Action item = Below are some records. Count the lines with "crane" in them and give nothing but the total.

[Entries taken from a collection]
──────────────────────────────
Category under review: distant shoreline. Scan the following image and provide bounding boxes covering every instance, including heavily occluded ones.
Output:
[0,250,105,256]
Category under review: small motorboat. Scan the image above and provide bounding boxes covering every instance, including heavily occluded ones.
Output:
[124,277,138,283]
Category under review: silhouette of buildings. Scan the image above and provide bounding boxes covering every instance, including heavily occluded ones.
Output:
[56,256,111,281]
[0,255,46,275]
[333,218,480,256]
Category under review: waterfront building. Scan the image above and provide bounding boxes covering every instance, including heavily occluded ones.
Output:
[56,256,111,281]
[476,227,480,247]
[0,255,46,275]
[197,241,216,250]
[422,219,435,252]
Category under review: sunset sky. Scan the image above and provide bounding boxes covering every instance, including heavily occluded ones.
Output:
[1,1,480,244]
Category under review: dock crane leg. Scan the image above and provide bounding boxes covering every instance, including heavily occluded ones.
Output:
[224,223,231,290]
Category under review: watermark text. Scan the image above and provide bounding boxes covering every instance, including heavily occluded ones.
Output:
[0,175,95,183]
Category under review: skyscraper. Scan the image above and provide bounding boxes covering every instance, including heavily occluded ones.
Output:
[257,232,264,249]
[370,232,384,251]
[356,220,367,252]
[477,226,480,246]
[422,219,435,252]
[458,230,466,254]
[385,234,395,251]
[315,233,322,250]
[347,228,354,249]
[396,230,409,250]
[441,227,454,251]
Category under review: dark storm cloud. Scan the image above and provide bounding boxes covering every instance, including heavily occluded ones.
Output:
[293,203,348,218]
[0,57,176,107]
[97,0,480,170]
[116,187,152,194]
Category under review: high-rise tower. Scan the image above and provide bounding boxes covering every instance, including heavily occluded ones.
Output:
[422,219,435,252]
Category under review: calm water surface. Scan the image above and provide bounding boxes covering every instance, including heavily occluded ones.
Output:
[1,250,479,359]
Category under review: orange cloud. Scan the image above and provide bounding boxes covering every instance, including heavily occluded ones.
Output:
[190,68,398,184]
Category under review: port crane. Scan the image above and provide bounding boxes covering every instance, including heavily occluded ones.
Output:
──────────────────────────────
Written answer = 2